EXCERPTED PASSAGE:
Introduction

It has been widely proven that in case of emergencies and crisis situations content published on social media platforms, such as Twitter, constitutes a valuable source of information. As stated in Imran et al. (2015), Twitter has been used in various crisis scenarios to identify events, monitor event progress, summarize tweets to give a situational overview and classify them to extract relevant content. In this paper we propose a social media monitoring and analysis framework that provides support to the security sector and is based on the needs of two running H2020-projects in the area of community policing and emergency response, CITYCoP and E2MC.

CITYCoP, short for Citizen Interaction Technologies Yield Community Policing, aims at developing applications that facilitate community policing. One idea behind the project is to mine social media platforms to assess the perceived quality of life of the citizens.

The purpose of the E2MC project, short for Evolution of Emergency Copernicus services, is to extend the available Copernicus Emergency Management System (EMS) that provides an early warning and rapid mapping services in case of emergencies. By integrating an analysis platform capable of extracting crisis-related information from social media, the quality of the delivered information should be improved and the speed in which the affected area can be located and damage can be assessed should be increased. The main problem we face in both use cases is to flexibly adapt to new scenarios and provide an analysis pipeline that can be operated by a user without expert knowledge in data analytics. In order to achieve this, we propose a framework that combines different machine learning approaches and can be enriched by user knowledge about the targeted event or location.

REQUIRED ACTIONS:
(1) Copy the stretch of the introduction from "It has been" through "CITYCoP and E2MC.".
(2) Add -22 to every x and y coordinate in the answers of the rows, covering the stretch from the first row through the line containing "<point>1109,651</point>". Give those lines again in full, requests included.

TASK INPUTS:
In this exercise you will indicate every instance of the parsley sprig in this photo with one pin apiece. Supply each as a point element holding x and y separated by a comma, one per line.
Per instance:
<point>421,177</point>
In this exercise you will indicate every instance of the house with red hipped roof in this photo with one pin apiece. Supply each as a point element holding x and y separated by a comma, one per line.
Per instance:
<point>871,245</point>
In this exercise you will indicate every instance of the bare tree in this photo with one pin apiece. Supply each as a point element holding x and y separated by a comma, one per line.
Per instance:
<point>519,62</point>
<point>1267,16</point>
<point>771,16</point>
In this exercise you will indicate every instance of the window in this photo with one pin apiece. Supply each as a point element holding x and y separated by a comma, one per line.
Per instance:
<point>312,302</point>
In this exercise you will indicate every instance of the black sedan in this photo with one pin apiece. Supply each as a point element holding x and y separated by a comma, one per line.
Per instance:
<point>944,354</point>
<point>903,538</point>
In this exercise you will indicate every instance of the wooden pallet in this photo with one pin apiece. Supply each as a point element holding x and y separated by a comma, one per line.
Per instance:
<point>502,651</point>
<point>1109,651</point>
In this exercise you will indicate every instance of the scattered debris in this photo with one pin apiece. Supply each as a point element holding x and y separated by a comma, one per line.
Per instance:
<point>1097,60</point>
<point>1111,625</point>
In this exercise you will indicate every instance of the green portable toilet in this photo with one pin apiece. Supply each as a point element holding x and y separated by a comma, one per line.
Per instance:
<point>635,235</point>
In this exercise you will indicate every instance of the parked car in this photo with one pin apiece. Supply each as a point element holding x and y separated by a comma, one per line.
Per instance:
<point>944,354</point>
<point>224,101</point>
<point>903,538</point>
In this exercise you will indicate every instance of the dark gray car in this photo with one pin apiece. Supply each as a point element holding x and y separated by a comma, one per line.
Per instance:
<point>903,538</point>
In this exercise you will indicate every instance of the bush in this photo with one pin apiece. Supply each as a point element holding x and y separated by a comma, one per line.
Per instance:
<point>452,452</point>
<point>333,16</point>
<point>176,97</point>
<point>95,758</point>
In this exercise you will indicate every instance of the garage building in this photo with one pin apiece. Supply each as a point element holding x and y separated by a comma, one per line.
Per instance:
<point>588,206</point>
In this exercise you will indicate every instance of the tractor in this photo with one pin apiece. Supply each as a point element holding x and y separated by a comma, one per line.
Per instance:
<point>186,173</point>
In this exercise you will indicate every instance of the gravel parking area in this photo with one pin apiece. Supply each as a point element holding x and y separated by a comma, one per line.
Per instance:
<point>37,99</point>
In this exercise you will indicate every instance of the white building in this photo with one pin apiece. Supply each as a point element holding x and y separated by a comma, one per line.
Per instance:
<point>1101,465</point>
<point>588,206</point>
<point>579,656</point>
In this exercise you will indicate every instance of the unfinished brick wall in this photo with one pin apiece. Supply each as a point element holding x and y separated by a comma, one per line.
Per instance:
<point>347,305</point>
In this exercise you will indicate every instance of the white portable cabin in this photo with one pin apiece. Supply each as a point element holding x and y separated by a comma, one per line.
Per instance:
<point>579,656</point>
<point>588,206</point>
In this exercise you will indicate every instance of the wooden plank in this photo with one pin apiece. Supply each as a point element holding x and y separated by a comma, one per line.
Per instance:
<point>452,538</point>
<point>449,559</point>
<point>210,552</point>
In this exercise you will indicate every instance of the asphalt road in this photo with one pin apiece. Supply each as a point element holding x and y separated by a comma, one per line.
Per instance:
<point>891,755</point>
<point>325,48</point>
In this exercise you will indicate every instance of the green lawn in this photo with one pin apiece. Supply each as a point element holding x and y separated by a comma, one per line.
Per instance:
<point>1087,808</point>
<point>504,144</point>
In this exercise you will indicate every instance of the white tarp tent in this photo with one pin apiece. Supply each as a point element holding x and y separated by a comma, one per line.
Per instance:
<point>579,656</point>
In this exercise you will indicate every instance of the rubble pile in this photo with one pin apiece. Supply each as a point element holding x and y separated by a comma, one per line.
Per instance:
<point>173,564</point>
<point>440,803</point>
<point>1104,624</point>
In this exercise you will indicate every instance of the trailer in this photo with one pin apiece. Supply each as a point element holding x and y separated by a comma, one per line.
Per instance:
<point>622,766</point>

EXERCISE ANSWERS:
(1)
It has been widely proven that in case of emergencies and crisis situations content published on social media platforms, such as Twitter, constitutes a valuable source of information. As stated in Imran et al. (2015), Twitter has been used in various crisis scenarios to identify events, monitor event progress, summarize tweets to give a situational overview and classify them to extract relevant content. In this paper we propose a social media monitoring and analysis framework that provides support to the security sector and is based on the needs of two running H2020-projects in the area of community policing and emergency response, CITYCoP and E2MC.

(2)
In this exercise you will indicate every instance of the parsley sprig in this photo with one pin apiece. Supply each as a point element holding x and y separated by a comma, one per line.
Per instance:
<point>399,155</point>
In this exercise you will indicate every instance of the house with red hipped roof in this photo with one pin apiece. Supply each as a point element holding x and y separated by a comma, one per line.
Per instance:
<point>849,223</point>
In this exercise you will indicate every instance of the bare tree in this photo with one pin apiece. Supply each as a point element holding x and y separated by a comma, one per line.
Per instance:
<point>497,40</point>
<point>1245,-6</point>
<point>749,-6</point>
In this exercise you will indicate every instance of the window in this photo with one pin apiece. Supply each as a point element holding x and y separated by a comma, one per line.
Per instance:
<point>290,280</point>
In this exercise you will indicate every instance of the black sedan in this photo with one pin apiece. Supply each as a point element holding x and y separated by a comma, one per line.
Per instance:
<point>922,332</point>
<point>881,516</point>
In this exercise you will indicate every instance of the wooden pallet in this photo with one pin apiece. Supply each as a point element holding x and y separated by a comma, one per line.
Per instance:
<point>480,629</point>
<point>1087,629</point>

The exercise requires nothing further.